**The exercise:**
Print every one of the records below verbatim, leaving out the pictures.

[Stored entries]
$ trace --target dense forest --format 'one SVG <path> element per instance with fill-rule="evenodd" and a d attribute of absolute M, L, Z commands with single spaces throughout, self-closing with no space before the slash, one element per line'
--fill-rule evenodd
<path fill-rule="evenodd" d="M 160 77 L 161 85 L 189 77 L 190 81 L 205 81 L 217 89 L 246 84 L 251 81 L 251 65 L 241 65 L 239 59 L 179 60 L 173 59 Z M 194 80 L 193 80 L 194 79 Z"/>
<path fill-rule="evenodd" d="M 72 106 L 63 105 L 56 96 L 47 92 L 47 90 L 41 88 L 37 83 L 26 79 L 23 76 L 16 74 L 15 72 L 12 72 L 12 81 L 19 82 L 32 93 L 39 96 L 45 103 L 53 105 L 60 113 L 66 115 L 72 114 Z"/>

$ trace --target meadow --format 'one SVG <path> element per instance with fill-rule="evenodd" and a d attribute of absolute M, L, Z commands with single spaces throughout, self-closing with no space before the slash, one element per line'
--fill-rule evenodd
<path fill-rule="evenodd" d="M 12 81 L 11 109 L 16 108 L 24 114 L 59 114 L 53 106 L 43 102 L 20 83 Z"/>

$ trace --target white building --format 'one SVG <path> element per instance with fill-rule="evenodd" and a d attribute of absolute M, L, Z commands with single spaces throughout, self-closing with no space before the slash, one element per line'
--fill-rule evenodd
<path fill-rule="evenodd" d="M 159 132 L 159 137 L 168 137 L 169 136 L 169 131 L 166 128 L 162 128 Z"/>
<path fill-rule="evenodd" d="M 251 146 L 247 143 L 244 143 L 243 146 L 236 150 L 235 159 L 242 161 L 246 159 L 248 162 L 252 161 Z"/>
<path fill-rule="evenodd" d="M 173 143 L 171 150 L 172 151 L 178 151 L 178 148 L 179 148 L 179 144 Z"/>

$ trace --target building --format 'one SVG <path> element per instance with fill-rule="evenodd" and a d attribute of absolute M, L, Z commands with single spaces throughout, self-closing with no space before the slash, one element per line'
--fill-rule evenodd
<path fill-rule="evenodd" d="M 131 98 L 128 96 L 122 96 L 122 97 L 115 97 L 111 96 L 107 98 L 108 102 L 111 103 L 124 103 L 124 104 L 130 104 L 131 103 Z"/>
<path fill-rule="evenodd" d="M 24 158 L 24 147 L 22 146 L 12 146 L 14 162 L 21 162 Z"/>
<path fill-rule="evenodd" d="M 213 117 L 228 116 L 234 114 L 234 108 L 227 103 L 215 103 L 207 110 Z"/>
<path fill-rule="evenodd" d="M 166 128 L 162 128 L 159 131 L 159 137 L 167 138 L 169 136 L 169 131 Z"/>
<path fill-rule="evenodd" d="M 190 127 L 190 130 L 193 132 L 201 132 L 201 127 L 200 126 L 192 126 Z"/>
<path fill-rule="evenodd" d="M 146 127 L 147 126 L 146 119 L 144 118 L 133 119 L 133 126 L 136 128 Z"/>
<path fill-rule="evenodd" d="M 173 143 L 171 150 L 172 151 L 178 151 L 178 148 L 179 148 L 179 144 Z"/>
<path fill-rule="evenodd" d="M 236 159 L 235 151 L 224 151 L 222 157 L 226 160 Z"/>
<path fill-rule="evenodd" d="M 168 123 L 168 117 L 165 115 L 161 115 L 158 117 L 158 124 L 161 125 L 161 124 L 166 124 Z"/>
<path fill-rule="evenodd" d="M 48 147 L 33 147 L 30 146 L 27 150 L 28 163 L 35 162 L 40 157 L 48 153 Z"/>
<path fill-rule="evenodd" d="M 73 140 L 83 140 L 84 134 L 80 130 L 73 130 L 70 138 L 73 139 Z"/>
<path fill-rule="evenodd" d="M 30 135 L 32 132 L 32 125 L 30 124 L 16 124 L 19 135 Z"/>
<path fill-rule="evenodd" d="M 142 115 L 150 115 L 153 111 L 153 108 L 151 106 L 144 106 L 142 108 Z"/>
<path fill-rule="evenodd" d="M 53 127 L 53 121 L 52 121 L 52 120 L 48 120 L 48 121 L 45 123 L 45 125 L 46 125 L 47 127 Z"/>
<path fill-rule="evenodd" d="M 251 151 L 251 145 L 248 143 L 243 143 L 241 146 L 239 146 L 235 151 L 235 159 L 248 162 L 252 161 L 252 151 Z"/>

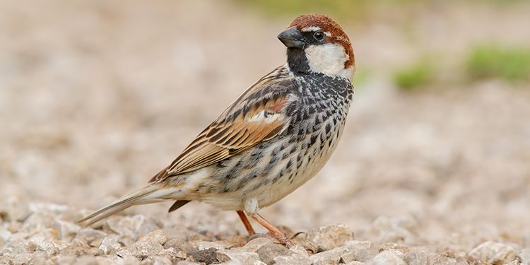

**Solution:**
$ trace --target dense forest --format 'one SVG <path> element per instance with fill-rule="evenodd" and a d attribute of absolute M, L, Z commands with single spaces throughout, self-closing with no space before the slash, one element per line'
--fill-rule evenodd
<path fill-rule="evenodd" d="M 160 77 L 161 85 L 189 77 L 190 81 L 205 81 L 217 89 L 246 84 L 251 81 L 251 65 L 241 65 L 239 59 L 179 60 L 173 59 Z M 194 80 L 193 80 L 194 79 Z"/>
<path fill-rule="evenodd" d="M 72 106 L 63 105 L 56 96 L 47 92 L 47 90 L 41 88 L 37 83 L 26 79 L 23 76 L 16 74 L 15 72 L 12 72 L 12 81 L 19 82 L 32 93 L 39 96 L 45 103 L 53 105 L 60 113 L 66 115 L 72 114 Z"/>

$ trace --target meadow --format 'one SVG <path> element per instance with fill-rule="evenodd" and a d attribute of absolute M, L, Z commands with single spaces throughout, self-closing with no space before the slash, one element per line'
--fill-rule evenodd
<path fill-rule="evenodd" d="M 12 81 L 11 109 L 16 108 L 24 114 L 59 114 L 53 106 L 43 102 L 20 83 Z"/>

$ trace --target white building --format 'one SVG <path> element per instance with fill-rule="evenodd" and a d attribute of absolute M, L, Z commands with single spaces throughout, self-closing with no space before the slash, one element per line'
--fill-rule evenodd
<path fill-rule="evenodd" d="M 159 132 L 159 137 L 168 137 L 169 136 L 169 131 L 166 128 L 162 128 Z"/>
<path fill-rule="evenodd" d="M 251 146 L 247 143 L 244 143 L 243 146 L 236 150 L 235 159 L 242 161 L 246 159 L 248 162 L 252 161 Z"/>
<path fill-rule="evenodd" d="M 173 143 L 171 150 L 172 151 L 178 151 L 178 148 L 179 148 L 179 144 Z"/>

$ trace --target building --format 'one SVG <path> element per instance with fill-rule="evenodd" and a d attribute of absolute M, L, Z commands with single spaces throughout, self-closing with no space before the slash, one element per line'
--fill-rule evenodd
<path fill-rule="evenodd" d="M 131 98 L 128 96 L 122 96 L 122 97 L 115 97 L 111 96 L 107 98 L 108 102 L 111 103 L 124 103 L 124 104 L 130 104 L 131 103 Z"/>
<path fill-rule="evenodd" d="M 24 158 L 24 147 L 22 146 L 12 146 L 14 162 L 21 162 Z"/>
<path fill-rule="evenodd" d="M 213 117 L 228 116 L 234 114 L 234 108 L 227 103 L 215 103 L 207 110 Z"/>
<path fill-rule="evenodd" d="M 166 128 L 162 128 L 159 131 L 159 137 L 167 138 L 169 136 L 169 131 Z"/>
<path fill-rule="evenodd" d="M 190 127 L 190 130 L 193 132 L 201 132 L 201 127 L 200 126 L 192 126 Z"/>
<path fill-rule="evenodd" d="M 146 127 L 147 126 L 146 119 L 144 118 L 133 119 L 133 126 L 136 128 Z"/>
<path fill-rule="evenodd" d="M 173 143 L 171 150 L 172 151 L 178 151 L 178 148 L 179 148 L 179 144 Z"/>
<path fill-rule="evenodd" d="M 236 159 L 235 151 L 224 151 L 222 157 L 226 160 Z"/>
<path fill-rule="evenodd" d="M 168 123 L 168 117 L 165 115 L 161 115 L 158 117 L 158 124 L 161 125 L 161 124 L 166 124 Z"/>
<path fill-rule="evenodd" d="M 48 147 L 33 147 L 30 146 L 27 150 L 28 163 L 35 162 L 40 157 L 48 153 Z"/>
<path fill-rule="evenodd" d="M 73 140 L 83 140 L 84 134 L 80 130 L 73 130 L 70 138 L 73 139 Z"/>
<path fill-rule="evenodd" d="M 30 135 L 32 132 L 32 125 L 30 124 L 16 124 L 19 135 Z"/>
<path fill-rule="evenodd" d="M 142 115 L 150 115 L 153 111 L 153 108 L 151 106 L 144 106 L 142 108 Z"/>
<path fill-rule="evenodd" d="M 53 127 L 53 121 L 52 121 L 52 120 L 48 120 L 48 121 L 45 123 L 45 125 L 46 125 L 47 127 Z"/>
<path fill-rule="evenodd" d="M 251 151 L 251 145 L 248 143 L 243 143 L 241 146 L 239 146 L 235 151 L 235 159 L 248 162 L 252 161 L 252 151 Z"/>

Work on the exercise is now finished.